• SOAL LATIHAN:
a - Jawablah pertanyaan berikut berdasarkan teks tentang tingkat kemiskinan di Indonesia di bawah.
(i) Berapa lama pemerintahan Joko Widodo-Jusuf Kalla telah berkuasa?
(ii) Berapa persen tingkat kemiskinan di Indonesia pada Maret 2018 menurut BPS?
(iii) Pada tahun berapa tingkat kemiskinan mencapai 23,4 persen?
b - Tuliskan kelanjutan teks tentang tingkat kemiskinan di Indonesia di bawah, dimulai setelah kalimat terakhirnya.

• TEKS YANG DIBERIKAN:
+===+
Setelah empat tahun berkuasa, pemerintahan Joko Widodo-Jusuf Kalla tak hanya dinilai berhasil menurunkan angka kemiskinan hingga satu digit, tetapi juga sukses menurunkan angka ketimpangan sosial.
Seperti dirilis Badan Pusat Statistik (BPS), tingkat kemiskinan di Indonesia pada Maret 2018 sebesar 9,82 persen, turun dari Maret 2017 yang sebesar 10,64 persen dan lebih rendah dari September 2017 yang sebesar 10,12 persen. Di era Reformasi, baru pertama kali ini tingkat kemiskinan di Indonesia berhasil ditekan di bawah angka dua digit. Sebelumnya, tingkat kemiskinan selalu di atas 10 persen, bahkan mencapai 23,4 persen di 1999, atau selepas krisis 1997-1998.
+===+
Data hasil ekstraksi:

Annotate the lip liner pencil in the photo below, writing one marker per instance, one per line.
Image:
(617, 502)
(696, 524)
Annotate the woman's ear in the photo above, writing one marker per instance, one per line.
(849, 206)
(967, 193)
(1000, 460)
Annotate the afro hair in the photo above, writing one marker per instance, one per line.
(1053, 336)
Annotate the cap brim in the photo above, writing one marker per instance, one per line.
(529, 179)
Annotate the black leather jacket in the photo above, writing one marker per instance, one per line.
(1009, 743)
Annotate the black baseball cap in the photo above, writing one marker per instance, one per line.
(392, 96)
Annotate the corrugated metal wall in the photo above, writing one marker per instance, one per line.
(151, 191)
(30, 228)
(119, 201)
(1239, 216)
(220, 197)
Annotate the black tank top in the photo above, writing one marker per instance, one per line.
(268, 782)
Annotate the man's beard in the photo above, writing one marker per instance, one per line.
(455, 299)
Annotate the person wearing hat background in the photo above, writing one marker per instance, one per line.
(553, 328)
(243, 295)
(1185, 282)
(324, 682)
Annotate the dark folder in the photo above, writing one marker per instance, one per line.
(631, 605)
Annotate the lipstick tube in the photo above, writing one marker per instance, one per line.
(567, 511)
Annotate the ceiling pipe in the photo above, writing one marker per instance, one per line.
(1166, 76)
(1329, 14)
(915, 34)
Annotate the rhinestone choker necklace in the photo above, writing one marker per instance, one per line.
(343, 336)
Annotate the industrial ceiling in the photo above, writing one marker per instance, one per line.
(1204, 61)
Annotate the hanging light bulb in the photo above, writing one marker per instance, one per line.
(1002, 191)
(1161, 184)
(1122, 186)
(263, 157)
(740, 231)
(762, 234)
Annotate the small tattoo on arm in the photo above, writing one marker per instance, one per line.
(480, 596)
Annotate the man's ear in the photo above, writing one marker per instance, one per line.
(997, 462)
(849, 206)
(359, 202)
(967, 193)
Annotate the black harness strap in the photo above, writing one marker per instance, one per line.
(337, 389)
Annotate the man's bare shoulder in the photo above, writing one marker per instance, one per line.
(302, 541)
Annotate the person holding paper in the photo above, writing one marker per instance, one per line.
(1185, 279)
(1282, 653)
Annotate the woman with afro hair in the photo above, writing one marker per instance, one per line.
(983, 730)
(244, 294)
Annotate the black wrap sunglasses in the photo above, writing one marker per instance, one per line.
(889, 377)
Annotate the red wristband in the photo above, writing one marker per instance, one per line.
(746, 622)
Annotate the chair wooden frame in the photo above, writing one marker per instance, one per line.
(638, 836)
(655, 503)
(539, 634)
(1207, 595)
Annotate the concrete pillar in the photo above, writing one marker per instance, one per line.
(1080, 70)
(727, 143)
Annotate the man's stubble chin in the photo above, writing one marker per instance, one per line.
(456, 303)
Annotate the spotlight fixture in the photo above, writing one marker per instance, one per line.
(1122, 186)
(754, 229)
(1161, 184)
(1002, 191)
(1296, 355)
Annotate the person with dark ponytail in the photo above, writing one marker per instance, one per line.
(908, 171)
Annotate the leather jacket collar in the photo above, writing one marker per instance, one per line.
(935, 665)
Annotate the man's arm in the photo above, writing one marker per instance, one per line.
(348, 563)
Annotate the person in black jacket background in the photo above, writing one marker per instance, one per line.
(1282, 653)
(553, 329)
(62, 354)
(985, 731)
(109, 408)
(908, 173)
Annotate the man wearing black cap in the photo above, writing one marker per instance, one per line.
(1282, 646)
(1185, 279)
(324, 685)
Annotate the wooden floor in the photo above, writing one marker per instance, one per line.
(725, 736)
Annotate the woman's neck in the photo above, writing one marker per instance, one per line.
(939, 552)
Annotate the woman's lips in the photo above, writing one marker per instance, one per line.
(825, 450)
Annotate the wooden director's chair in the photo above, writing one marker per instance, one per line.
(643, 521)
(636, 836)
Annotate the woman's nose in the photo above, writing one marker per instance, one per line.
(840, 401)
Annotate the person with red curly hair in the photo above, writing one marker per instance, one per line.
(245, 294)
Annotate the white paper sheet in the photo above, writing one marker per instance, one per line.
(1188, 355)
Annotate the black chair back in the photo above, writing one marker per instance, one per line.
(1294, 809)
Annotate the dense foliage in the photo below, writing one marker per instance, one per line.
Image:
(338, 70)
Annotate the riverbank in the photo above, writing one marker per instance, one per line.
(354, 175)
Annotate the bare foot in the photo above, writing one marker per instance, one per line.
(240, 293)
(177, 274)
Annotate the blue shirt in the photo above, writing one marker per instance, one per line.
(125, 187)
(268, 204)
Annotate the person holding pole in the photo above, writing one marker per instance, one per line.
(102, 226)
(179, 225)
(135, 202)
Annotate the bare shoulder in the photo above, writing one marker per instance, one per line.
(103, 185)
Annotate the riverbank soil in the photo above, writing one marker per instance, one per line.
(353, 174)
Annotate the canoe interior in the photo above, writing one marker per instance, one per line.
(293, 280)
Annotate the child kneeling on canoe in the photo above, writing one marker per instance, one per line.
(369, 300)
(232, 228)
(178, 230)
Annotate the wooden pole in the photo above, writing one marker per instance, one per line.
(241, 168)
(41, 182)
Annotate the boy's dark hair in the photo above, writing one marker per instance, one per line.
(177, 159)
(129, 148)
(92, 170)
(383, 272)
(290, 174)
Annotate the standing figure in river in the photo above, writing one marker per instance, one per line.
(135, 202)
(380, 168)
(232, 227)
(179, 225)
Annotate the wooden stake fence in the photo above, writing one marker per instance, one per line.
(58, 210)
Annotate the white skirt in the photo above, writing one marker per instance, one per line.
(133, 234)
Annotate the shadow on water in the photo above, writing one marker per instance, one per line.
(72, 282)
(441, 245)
+===+
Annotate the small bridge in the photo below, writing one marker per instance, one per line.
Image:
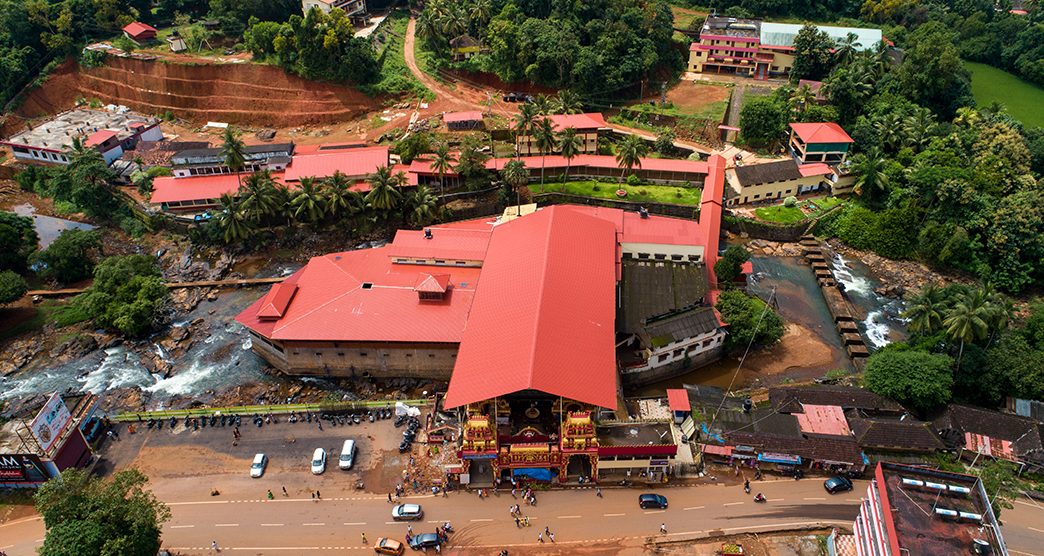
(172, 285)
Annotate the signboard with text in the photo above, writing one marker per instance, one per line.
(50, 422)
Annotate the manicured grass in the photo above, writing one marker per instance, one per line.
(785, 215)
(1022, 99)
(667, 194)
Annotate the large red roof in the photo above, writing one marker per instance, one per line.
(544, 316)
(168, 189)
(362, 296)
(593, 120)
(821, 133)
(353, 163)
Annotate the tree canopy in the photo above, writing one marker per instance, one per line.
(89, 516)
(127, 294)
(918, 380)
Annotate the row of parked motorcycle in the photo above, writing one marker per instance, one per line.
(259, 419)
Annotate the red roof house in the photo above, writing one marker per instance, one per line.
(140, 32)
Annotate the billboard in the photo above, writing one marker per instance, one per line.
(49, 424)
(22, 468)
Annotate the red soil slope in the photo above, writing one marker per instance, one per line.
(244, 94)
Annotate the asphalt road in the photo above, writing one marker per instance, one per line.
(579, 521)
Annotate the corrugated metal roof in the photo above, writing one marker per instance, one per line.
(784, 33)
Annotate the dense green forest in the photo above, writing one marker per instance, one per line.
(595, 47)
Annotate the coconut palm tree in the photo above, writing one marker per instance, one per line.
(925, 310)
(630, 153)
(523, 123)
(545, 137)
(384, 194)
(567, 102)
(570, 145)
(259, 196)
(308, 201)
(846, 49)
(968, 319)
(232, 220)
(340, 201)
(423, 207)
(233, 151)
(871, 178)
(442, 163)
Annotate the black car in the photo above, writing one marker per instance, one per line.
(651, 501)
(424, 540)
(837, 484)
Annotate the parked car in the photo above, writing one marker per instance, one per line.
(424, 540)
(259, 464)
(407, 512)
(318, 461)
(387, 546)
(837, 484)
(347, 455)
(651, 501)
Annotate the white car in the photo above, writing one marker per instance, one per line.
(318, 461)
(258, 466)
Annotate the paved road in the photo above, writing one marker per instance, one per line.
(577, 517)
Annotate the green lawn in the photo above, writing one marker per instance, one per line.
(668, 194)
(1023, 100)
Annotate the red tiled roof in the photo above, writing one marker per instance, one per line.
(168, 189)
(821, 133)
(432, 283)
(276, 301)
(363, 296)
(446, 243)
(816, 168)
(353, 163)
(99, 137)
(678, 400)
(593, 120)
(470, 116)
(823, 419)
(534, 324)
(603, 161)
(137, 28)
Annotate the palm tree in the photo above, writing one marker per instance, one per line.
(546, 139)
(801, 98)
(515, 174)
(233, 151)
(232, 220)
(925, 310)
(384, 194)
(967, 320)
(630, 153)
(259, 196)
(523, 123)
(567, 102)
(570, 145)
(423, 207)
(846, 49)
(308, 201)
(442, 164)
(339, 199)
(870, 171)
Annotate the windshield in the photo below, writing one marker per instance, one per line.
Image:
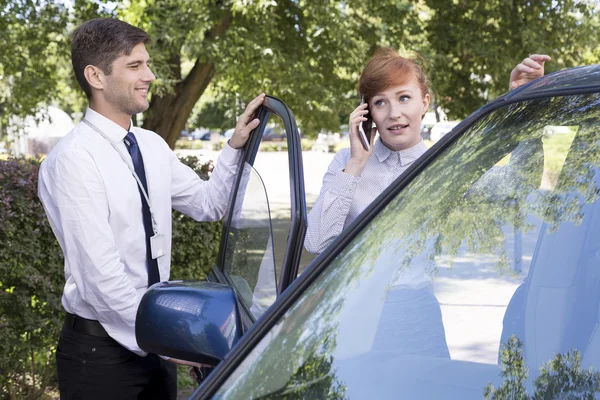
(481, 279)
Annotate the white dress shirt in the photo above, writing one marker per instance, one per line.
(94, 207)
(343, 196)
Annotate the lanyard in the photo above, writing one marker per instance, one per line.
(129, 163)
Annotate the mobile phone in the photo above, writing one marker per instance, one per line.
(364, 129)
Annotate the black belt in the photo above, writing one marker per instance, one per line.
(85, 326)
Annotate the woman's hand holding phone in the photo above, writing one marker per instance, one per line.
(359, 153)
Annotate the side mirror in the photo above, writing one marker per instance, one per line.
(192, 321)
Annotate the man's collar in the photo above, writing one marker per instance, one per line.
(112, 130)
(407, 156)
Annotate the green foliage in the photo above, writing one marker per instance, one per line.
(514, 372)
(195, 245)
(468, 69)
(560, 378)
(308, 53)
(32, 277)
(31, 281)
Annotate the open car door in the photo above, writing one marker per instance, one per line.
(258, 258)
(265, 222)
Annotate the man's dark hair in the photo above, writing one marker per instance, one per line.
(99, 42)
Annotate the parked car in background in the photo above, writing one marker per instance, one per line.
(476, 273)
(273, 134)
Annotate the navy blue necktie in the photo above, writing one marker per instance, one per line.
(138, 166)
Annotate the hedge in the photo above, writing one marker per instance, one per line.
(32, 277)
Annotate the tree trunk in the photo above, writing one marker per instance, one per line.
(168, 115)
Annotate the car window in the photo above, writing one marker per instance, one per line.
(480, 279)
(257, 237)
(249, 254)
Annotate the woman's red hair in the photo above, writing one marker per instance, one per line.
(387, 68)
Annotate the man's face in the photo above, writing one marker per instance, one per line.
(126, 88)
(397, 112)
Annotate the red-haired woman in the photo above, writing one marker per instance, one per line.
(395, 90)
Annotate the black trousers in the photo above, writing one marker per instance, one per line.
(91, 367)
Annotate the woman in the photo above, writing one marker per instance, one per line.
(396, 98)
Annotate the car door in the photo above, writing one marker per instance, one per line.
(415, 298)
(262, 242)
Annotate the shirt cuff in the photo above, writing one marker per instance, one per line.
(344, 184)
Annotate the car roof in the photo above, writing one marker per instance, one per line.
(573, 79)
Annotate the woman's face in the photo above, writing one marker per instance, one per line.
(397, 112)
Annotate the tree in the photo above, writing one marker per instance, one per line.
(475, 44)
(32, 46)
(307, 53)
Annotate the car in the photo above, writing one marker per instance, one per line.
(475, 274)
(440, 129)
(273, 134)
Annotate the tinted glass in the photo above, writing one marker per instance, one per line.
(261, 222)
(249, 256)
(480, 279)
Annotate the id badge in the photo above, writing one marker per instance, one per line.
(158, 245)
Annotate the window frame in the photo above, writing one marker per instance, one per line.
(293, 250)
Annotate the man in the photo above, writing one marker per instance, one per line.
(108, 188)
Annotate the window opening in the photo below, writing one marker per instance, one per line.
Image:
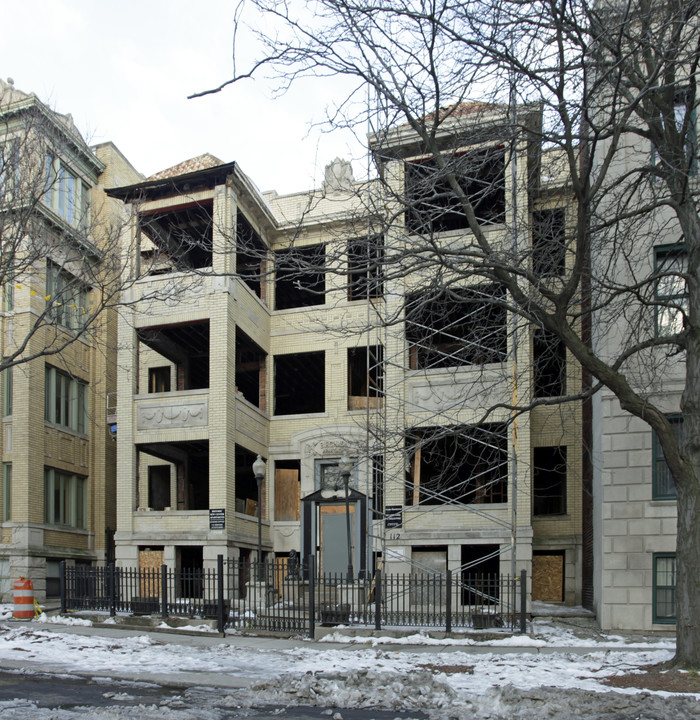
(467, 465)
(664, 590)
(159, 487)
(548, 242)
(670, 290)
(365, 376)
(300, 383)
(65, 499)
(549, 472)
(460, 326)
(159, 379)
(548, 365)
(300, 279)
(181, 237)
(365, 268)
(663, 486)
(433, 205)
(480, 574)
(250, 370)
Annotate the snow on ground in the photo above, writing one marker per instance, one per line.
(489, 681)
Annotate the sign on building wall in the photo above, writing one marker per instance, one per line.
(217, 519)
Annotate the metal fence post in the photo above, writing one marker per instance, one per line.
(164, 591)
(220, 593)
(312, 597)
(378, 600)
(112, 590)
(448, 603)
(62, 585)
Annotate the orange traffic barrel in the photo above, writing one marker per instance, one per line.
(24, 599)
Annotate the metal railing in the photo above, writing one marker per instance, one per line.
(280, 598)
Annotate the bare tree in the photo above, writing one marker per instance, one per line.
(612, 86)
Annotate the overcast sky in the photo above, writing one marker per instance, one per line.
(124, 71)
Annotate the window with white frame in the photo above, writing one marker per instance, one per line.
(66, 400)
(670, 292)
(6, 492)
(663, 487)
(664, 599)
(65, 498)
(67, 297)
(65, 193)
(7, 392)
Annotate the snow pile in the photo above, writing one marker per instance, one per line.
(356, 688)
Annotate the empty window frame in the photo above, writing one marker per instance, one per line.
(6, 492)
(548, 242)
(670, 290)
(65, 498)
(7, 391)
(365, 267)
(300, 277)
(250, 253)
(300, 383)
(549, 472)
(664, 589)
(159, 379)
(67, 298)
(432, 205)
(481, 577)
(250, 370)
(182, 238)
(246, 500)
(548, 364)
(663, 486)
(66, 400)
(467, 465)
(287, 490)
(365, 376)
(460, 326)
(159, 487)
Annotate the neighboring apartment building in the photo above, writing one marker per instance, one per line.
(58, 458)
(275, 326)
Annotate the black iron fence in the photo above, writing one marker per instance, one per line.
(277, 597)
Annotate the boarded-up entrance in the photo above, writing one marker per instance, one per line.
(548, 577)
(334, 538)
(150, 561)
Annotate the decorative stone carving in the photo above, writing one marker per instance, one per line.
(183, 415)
+===+
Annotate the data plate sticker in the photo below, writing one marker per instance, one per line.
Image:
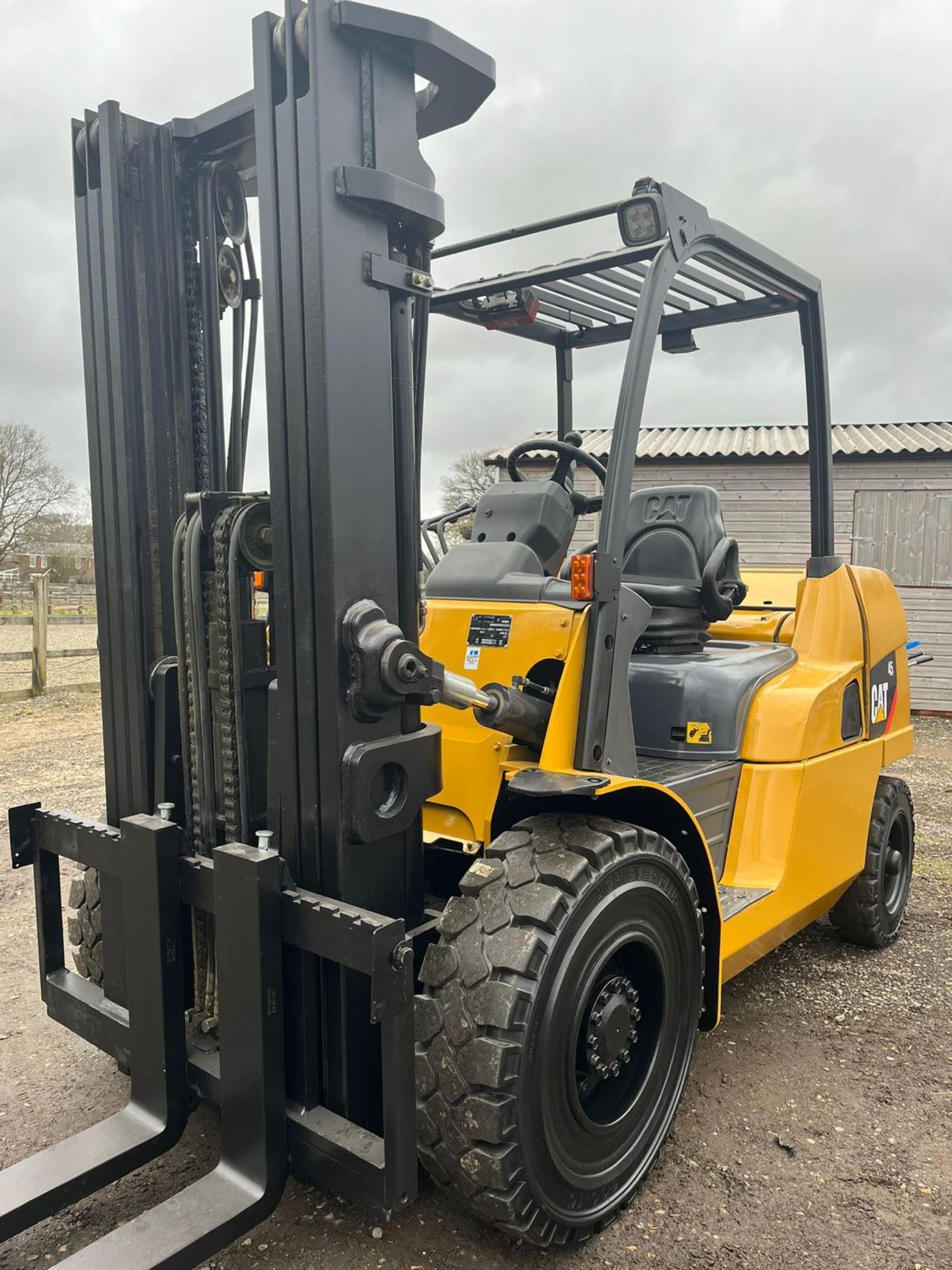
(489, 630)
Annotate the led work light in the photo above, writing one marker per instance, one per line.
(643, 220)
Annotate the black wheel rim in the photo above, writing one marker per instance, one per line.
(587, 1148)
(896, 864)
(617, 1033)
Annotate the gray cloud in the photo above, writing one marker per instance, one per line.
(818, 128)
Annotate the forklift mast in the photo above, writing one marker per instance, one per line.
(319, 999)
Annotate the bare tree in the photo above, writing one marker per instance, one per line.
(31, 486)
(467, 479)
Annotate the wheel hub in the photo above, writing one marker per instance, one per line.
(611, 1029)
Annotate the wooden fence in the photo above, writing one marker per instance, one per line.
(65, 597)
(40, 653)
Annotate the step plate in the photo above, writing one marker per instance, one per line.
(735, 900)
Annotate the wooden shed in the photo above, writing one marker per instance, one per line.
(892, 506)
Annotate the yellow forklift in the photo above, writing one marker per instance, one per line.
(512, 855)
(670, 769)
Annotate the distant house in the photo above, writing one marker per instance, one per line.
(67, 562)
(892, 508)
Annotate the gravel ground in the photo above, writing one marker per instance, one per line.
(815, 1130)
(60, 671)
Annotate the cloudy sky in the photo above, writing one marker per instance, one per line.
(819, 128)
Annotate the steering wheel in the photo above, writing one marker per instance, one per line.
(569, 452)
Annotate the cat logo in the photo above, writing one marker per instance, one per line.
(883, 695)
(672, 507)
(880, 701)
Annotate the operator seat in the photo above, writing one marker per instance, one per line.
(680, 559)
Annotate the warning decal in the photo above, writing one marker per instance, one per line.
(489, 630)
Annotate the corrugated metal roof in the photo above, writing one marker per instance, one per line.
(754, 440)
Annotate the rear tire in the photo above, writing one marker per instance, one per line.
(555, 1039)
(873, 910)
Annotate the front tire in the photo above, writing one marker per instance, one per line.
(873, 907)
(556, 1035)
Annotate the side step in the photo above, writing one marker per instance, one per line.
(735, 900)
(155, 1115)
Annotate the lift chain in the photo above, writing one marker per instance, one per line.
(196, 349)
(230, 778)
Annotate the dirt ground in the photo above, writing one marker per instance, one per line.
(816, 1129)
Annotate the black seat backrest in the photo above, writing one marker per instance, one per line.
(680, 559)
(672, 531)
+===+
• JAWABAN YANG DIHARAPKAN:
a -
(i) Empat tahun.
(ii) 9,82 persen.
(iii) 1999.

b -
Untuk rasio gini yang menggambarkan pemerataan pengeluaran, BPS mencatat selama periode September 2017-Maret 2018 angkanya 0,389. Rasio ini membaik dibandingkan Maret 2017 dan September 2017 yang 0,393 dan 0,391. Rasio gini pada Maret 2018 merupakan yang terendah sejak tujuh tahun terakhir.
Di tengah kondisi ekonomi dunia yang memanas akibat perang dagang AS-China, kenaikan suku bunga acuan oleh Bank Sentral AS, dan situasi politik dalam negeri menyongsong Pemilu 2019, keberhasilan menurunkan jumlah penduduk miskin menjadi 25,95 juta orang per Maret 2018—dari 27,77 juta pada Maret 2017—tentu prestasi tersendiri. Selama tiga tahun terakhir, kebijakan dan program pembangunan yang difokuskan pada pembangunan infrastruktur, investasi sumber daya manusia (khususnya di pendidikan dan kesehatan), serta reformasi birokrasi, menurut pemerintah sudah berjalan pada jalurnya. Sejauh mana penurunan angka kemiskinan benar-benar berlangsung kontinu dan merefleksikan meningkatnya kadar keberdayaan masyarakat miskin?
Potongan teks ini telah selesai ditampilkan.